**Required task**
Pictures stay out of the copy; restate everything else in the material exactly.

**Items**
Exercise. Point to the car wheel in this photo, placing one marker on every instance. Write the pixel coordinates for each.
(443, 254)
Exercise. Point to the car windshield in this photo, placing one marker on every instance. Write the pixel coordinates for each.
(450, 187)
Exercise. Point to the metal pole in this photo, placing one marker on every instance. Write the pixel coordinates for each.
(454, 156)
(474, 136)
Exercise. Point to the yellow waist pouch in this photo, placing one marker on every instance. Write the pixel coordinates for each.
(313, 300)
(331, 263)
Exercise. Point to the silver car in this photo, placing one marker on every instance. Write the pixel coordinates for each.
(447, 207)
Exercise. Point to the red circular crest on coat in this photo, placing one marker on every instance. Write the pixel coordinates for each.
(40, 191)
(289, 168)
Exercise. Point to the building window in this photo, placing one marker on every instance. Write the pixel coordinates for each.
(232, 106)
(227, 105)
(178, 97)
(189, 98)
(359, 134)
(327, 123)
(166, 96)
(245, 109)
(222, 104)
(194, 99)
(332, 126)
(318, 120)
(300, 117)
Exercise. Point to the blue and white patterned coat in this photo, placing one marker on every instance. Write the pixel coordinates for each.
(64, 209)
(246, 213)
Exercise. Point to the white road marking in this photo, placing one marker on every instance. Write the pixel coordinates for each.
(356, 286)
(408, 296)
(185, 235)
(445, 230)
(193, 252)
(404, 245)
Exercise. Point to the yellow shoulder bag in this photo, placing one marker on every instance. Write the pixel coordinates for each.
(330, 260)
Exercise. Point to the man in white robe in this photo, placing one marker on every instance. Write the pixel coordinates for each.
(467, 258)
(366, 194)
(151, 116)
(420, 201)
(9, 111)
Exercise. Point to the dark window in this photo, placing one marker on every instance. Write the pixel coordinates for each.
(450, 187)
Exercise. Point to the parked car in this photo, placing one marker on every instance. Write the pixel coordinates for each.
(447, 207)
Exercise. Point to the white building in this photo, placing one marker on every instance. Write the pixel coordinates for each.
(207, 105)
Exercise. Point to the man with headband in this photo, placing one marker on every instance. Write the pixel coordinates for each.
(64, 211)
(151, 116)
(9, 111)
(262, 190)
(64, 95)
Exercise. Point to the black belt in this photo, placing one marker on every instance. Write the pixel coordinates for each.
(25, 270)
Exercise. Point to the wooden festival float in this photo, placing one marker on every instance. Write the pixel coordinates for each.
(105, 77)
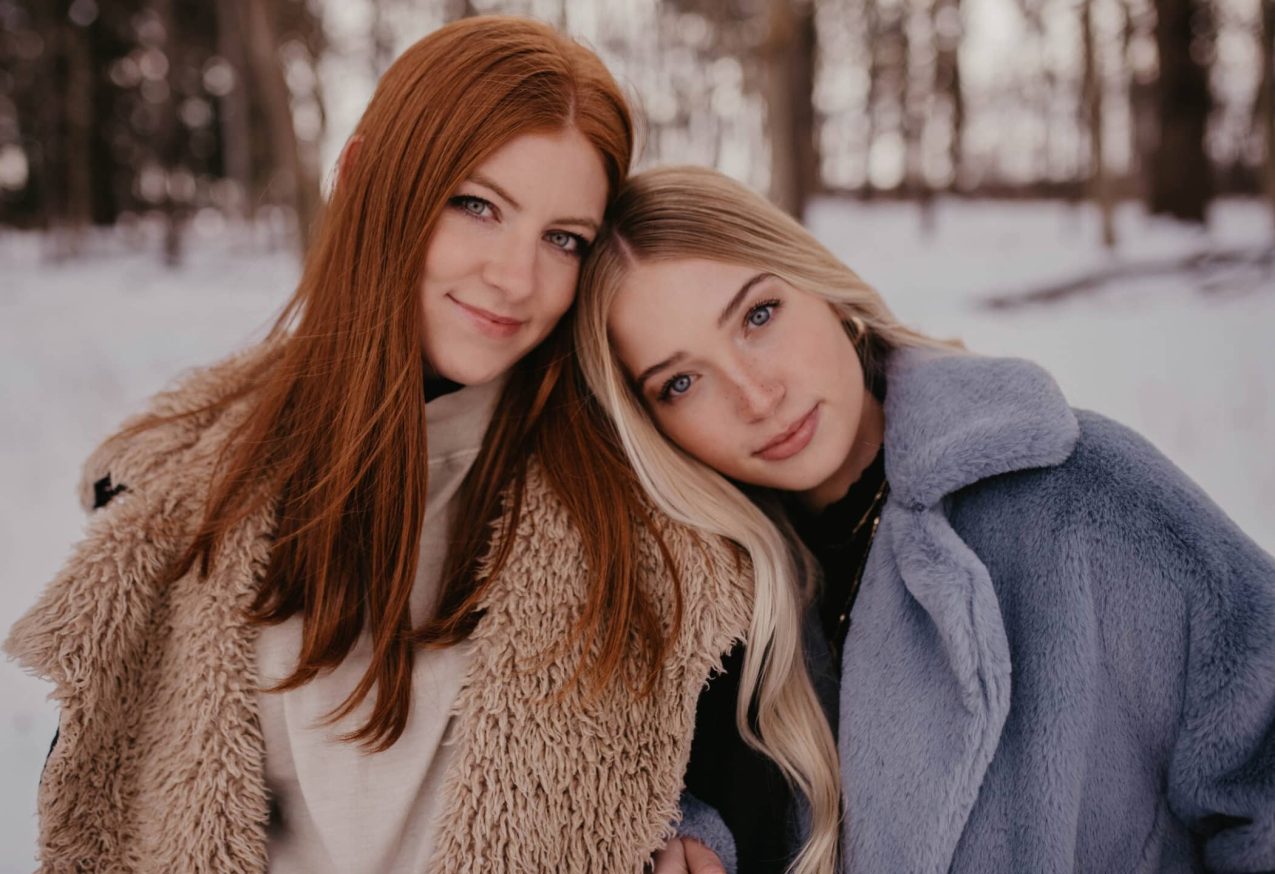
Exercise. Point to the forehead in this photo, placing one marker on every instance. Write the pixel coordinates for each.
(667, 305)
(687, 283)
(559, 171)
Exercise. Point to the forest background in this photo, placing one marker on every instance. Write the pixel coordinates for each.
(1085, 183)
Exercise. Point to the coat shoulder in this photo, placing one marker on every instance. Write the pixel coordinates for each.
(191, 417)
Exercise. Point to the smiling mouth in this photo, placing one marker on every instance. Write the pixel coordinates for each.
(793, 439)
(487, 322)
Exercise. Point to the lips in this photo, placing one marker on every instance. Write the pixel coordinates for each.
(487, 322)
(792, 439)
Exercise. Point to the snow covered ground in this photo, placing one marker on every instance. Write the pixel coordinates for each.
(1186, 357)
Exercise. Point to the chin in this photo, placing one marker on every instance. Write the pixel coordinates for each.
(469, 371)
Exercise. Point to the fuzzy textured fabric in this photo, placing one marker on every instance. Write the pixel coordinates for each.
(158, 766)
(1062, 655)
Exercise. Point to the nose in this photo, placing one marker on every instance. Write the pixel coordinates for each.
(510, 266)
(759, 392)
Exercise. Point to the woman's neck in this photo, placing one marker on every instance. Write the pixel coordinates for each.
(863, 449)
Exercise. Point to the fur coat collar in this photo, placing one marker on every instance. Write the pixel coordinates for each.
(160, 761)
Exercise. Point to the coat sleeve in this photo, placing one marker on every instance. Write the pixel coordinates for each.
(1222, 770)
(703, 823)
(1177, 544)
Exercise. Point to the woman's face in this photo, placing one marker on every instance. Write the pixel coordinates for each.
(501, 266)
(747, 374)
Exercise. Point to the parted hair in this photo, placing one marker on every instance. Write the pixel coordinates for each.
(337, 435)
(694, 212)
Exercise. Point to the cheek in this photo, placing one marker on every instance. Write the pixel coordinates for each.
(701, 433)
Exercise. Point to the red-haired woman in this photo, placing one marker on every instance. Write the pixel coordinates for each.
(381, 593)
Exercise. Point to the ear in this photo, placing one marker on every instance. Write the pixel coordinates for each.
(348, 158)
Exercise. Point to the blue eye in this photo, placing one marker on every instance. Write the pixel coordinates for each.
(571, 244)
(676, 387)
(761, 313)
(472, 206)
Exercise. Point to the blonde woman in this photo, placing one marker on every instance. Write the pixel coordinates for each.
(1053, 652)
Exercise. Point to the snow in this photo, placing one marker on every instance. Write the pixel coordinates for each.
(1182, 356)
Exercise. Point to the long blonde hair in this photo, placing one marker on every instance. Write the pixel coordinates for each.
(692, 212)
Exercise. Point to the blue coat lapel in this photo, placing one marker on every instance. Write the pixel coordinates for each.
(926, 674)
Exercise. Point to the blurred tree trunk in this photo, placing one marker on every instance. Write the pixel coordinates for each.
(872, 123)
(945, 17)
(168, 144)
(789, 60)
(1266, 93)
(236, 109)
(1181, 183)
(457, 9)
(79, 121)
(1092, 101)
(300, 184)
(1141, 107)
(383, 38)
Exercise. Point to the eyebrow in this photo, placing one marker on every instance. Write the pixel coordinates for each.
(486, 181)
(655, 368)
(722, 319)
(740, 295)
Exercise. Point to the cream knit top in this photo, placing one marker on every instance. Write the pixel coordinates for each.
(334, 807)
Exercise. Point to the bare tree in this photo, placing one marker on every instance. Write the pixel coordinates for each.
(298, 180)
(1181, 183)
(789, 56)
(1266, 95)
(945, 18)
(232, 93)
(1092, 102)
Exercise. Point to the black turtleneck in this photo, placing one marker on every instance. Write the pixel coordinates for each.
(839, 537)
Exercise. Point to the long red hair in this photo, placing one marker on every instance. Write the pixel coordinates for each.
(337, 435)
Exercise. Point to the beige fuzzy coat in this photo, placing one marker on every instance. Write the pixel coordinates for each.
(158, 766)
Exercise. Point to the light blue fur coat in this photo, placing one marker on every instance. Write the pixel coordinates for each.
(1062, 656)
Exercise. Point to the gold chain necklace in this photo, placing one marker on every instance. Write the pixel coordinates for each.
(874, 513)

**Answer to this problem**
Exercise. Point to the car wheel in this photo, placing one marker on every instance. Write the pixel coordinates for each.
(443, 254)
Exercise. Point to the car windshield in this photo, placing one marker on every instance. Write the pixel coordinates for each.
(450, 187)
Exercise. Point to the metal pole in this photo, placing one marker on every instance. Write the pixel coordinates for each.
(454, 156)
(474, 136)
Exercise. Point to the yellow waist pouch in this photo, placing one marker on every instance. Write the pixel coordinates for each.
(313, 300)
(331, 263)
Exercise. Point to the silver car in this photo, placing one marker on every instance. Write the pixel coordinates for each.
(447, 207)
Exercise. Point to the red circular crest on coat in this photo, placing one marker on every instance. Write the pixel coordinates for each.
(40, 191)
(289, 168)
Exercise. Point to the building window in this photo, placing one marker on every instance. Write the pixel coordinates for each.
(232, 106)
(227, 105)
(178, 97)
(189, 98)
(359, 134)
(327, 123)
(166, 96)
(245, 109)
(222, 104)
(194, 99)
(332, 126)
(318, 120)
(300, 117)
Exercise. Point to the blue and white patterned coat in this photo, placing one marker on every instance. Write the pixel coordinates for each.
(64, 209)
(246, 213)
Exercise. Point to the white road marking in this photo, placing one marker on every instance. Write the pixel coordinates for each.
(356, 286)
(408, 296)
(185, 235)
(445, 230)
(193, 252)
(404, 245)
Exercise. Point to the yellow shoulder bag in this photo, placing one marker on every instance. Write the pixel coordinates for each.
(330, 260)
Exercise. Point to the man in white robe in this photo, placing one marker on every instance. Write the pixel coordinates for each.
(467, 258)
(366, 194)
(151, 116)
(420, 201)
(9, 111)
Exercise. Point to the dark window in this photo, placing one marker on every instance. Write the pixel coordinates for each.
(450, 187)
Exercise. Point to the parked car in this photo, placing one marker on every instance. Write the pixel coordinates for each.
(447, 207)
Exercise. Point to the white building in this photo, placing one marker on every instance. Write the pixel coordinates for each.
(207, 105)
Exercise. Point to the man with headband in this photo, placing one marker on every instance. Write the pixel coordinates for each.
(64, 211)
(151, 116)
(9, 111)
(262, 190)
(64, 95)
Exercise. Point to the black belt in this photo, placing one marker on every instance. Write the pixel coordinates for each.
(25, 270)
Exercise. Point to the wooden festival float in this photo, placing one marker on every instance. Write the pixel coordinates for each.
(105, 77)
Exercise. Point to the forehead in this photo, placing one marker on every instance. Write the pixel coordinates for each.
(667, 305)
(687, 283)
(559, 171)
Exercise. Point to the forest background in this photo, placing one marker on every instance. Write the pixel coordinates for each.
(1085, 183)
Exercise. Point to the coat shoulder in this photo, placing one marker on every instance. Write the pixel coordinates for each.
(191, 417)
Exercise. Point to the smiling mouth in this photo, placing one marker on every instance. Write the pixel coordinates for each.
(793, 439)
(487, 322)
Exercise. Point to the lips in this photo, placing one marker on every instance. Write the pixel coordinates for each.
(487, 322)
(792, 439)
Exercise. Point to the snow covered ground in this photo, placing one marker on every instance. Write the pixel coordinates for each.
(1186, 357)
Exercise. Point to the chin in this photo, placing one marker on every instance. Write the pixel coordinates for each.
(469, 371)
Exercise. Point to the fuzzy textured fabric in this photo, placing one marker on every instance. Write the pixel coordinates for each.
(158, 766)
(1062, 655)
Exercise. Point to the nose in this photo, placing one marker on every instance. Write the pixel coordinates for each.
(510, 266)
(759, 392)
Exercise. Point to the woman's neck in this photo, placing one marker on every instance. Write the pixel coordinates for each.
(863, 449)
Exercise. Point to the fur coat collar in this photo, placing one marker on every instance. Write the pixel coordinates for each.
(160, 761)
Exercise. Point to the coat sleeve in this photo, placing one marker on every instance. Write the pixel coordinates for each.
(1222, 770)
(703, 823)
(1177, 544)
Exercise. Point to the woman's face in this photo, placing one marker on every instance. Write the pixel coordinates for each.
(501, 266)
(747, 374)
Exercise. Point to the parted hair in this photo, placing one marker on every instance. Write the pixel coordinates for each.
(337, 435)
(694, 212)
Exercise. Point to the cheek in this photo, placing one marker on every instance. Write the pixel coordinates for each.
(701, 433)
Exercise. Point to the red-haired woman in this photo, placing one marker on every instance. Write the pixel coordinates for each.
(381, 593)
Exercise. Point to the ear in this photo, placing one marker on every instance. Write the pixel coordinates for each.
(348, 158)
Exercise. Point to the blue eye in this photo, placing one marker on every instance. Write the pixel coordinates for each.
(571, 244)
(676, 387)
(761, 313)
(472, 206)
Exercise. Point to the blonde woman in this photo, placing one marker on every instance. Write the pixel coordinates for each.
(1053, 652)
Exercise. Point to the snow in this photo, placing one marker on every instance. Write the pixel coordinates for each.
(1182, 356)
Exercise. Point to the long blonde hair in this photo, placing one marker on every instance. Write the pixel coordinates for each.
(692, 212)
Exercise. Point to the blue coat lapel in this photo, placing one marker on every instance. Write the pixel coordinates for each.
(926, 674)
Exercise. Point to the blurred tree trunk in this photo, placing one marker on every instance. Write the pixel coordinates for each.
(872, 123)
(945, 17)
(168, 144)
(789, 60)
(1266, 93)
(236, 109)
(1181, 183)
(457, 9)
(79, 121)
(1092, 101)
(300, 184)
(1141, 107)
(383, 38)
Exercise. Point to the eyebrow in this photo, placing one marker on every instance. Write the pixel coordinates for each.
(486, 181)
(655, 368)
(722, 319)
(740, 295)
Exercise. Point to the cream knit top in this photo, placing one marker on every instance. Write the pixel coordinates for each.
(334, 807)
Exercise. Point to the bare tree in this photo, placing one marker on every instance. Write the pixel coordinates for each.
(298, 180)
(1181, 183)
(789, 56)
(1266, 95)
(945, 18)
(232, 93)
(1092, 102)
Exercise. Point to the black turtleneck in this photo, placing one marker on every instance. Write the pixel coordinates for each.
(839, 537)
Exercise. Point to the long red hair in this photo, placing one marker on every instance. Write the pixel coordinates for each.
(337, 435)
Exercise. Point to the beige fuzzy coat in this photo, placing one marker on every instance. Write the pixel coordinates for each.
(158, 766)
Exercise. Point to the light blue fur coat in this photo, placing one marker on every instance. Write the pixel coordinates for each.
(1062, 656)
Exercise. Point to the gold chain necklace in this photo, placing one marker on every instance. Write the pixel coordinates for each.
(874, 513)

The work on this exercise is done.